[TASK INPUTS]

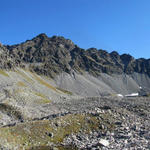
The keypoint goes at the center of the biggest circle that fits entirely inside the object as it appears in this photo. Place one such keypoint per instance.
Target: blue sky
(121, 25)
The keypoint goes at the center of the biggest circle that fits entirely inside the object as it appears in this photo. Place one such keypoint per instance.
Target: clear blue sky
(121, 25)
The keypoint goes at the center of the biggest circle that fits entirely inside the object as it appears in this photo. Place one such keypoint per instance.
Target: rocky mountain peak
(52, 55)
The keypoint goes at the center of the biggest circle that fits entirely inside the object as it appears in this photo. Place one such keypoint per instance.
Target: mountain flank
(52, 56)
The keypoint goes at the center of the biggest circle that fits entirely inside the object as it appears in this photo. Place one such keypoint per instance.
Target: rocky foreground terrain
(86, 123)
(55, 95)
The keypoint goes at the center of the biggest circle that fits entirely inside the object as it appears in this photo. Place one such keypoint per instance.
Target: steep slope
(50, 56)
(98, 72)
(55, 95)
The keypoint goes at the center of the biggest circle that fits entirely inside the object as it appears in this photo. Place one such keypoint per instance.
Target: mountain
(89, 71)
(56, 95)
(51, 56)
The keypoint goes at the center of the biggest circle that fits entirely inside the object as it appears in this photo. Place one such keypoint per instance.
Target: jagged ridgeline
(51, 56)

[/TASK INPUTS]

_WHAT YOU HAVE TO DO:_ Each line from the one with "Target: steep slope" through the end of the entries above is to be returned word for word. Nothing else belongs in the answer.

_REPLY TO THE EXERCISE:_
Target: steep slope
(50, 56)
(98, 72)
(55, 95)
The keypoint goes at the center of the biggest circle that fits entirely inside the object as it appears in this photo. Place one such keypoint per instance.
Target: mountain
(89, 71)
(56, 95)
(51, 56)
The keypoint goes at the center of the biggest circle that fits entirely inside the object as it appears in this photo. Place one such keypoint per instance.
Target: jagged ridgeline
(51, 56)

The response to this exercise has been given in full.